*What needs to be done:* Update the listing below by swapping each "Found at" for "Located at" and keeping every other line intact.

*Records for this exercise:*

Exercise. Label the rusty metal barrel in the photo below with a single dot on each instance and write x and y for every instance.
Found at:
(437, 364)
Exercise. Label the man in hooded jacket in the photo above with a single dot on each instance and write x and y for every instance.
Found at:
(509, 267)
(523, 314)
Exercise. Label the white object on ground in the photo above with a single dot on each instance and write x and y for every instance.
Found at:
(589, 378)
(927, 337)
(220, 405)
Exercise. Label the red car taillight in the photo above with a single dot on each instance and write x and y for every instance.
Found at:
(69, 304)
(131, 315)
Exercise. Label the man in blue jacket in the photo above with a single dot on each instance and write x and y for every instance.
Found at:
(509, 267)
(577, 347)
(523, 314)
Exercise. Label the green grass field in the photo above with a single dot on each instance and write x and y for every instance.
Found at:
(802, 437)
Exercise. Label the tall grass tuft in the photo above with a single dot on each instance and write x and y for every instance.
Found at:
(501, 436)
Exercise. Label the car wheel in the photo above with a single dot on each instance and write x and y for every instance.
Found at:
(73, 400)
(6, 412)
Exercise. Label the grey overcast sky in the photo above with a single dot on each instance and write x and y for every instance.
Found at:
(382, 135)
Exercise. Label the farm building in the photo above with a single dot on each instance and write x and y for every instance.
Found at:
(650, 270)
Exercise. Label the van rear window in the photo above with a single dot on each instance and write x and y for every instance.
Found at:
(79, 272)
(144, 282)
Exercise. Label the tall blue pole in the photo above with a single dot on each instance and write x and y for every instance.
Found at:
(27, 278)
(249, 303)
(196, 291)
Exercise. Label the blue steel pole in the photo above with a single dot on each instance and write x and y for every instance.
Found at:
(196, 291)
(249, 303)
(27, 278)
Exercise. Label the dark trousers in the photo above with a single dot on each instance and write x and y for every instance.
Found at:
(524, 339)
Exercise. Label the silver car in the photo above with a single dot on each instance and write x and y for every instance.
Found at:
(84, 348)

*Exercise answer:*
Exercise. Label the rusty metal barrel in the photo below with a single dot on each instance and write x and y for every instance.
Located at:
(437, 364)
Exercise. Label the man in hooded jacket in the photo above with a single dot on each instance and write x and y for every instance.
Located at:
(509, 267)
(523, 314)
Exercise. Label the white object on ground in the photo above with a single dot on each instance and write x and y for every instance.
Located at:
(589, 378)
(927, 337)
(220, 405)
Exercise. Label the red car taillight in the photo above with a single dot on each instance and write x and y for every instance.
Located at:
(69, 304)
(131, 315)
Exercise. Label the man in blue jacket in the photo above with a single dot on each instance and write x and y for every instance.
Located at:
(509, 267)
(577, 347)
(523, 314)
Exercise. Label the green grass field in the photo above with a single dot on each instance and write x and y for every instance.
Located at:
(802, 437)
Exercise. Label the tall grass tuft in the photo above with a single dot on each instance and write x and y for every instance.
Located at:
(501, 436)
Exercise. Label the car wheel in the photo above with a single dot on each instance and write x and y for every instance.
Located at:
(73, 400)
(6, 412)
Exercise. Label the grey overcast sky in the photo above with a single dot on each instance and write x and y for every instance.
Located at:
(382, 135)
Exercise. Label the farm building in the photo above with a single dot on each instance and write x and y for every instance.
Located at:
(650, 270)
Exercise. Label the van rear window in the photo above with a single dot on each instance and write x and y for every instance.
Located at:
(79, 272)
(144, 282)
Exercise. Label the tall blue pole in the photo above with a single dot on each instance and write x and y for every instance.
Located at:
(27, 278)
(249, 303)
(196, 291)
Exercise. Label the blue steel pole in the photo above with a single dot on each instance and write x and y for every instance.
Located at:
(196, 291)
(249, 303)
(27, 278)
Exercise. Label the dark trousers in the photo above with a single dot on each instance and write x and y for every instance.
Located at:
(524, 339)
Exercise. Label the silver car in the photo above with a single dot on each instance and write x and y for every instance.
Located at:
(84, 348)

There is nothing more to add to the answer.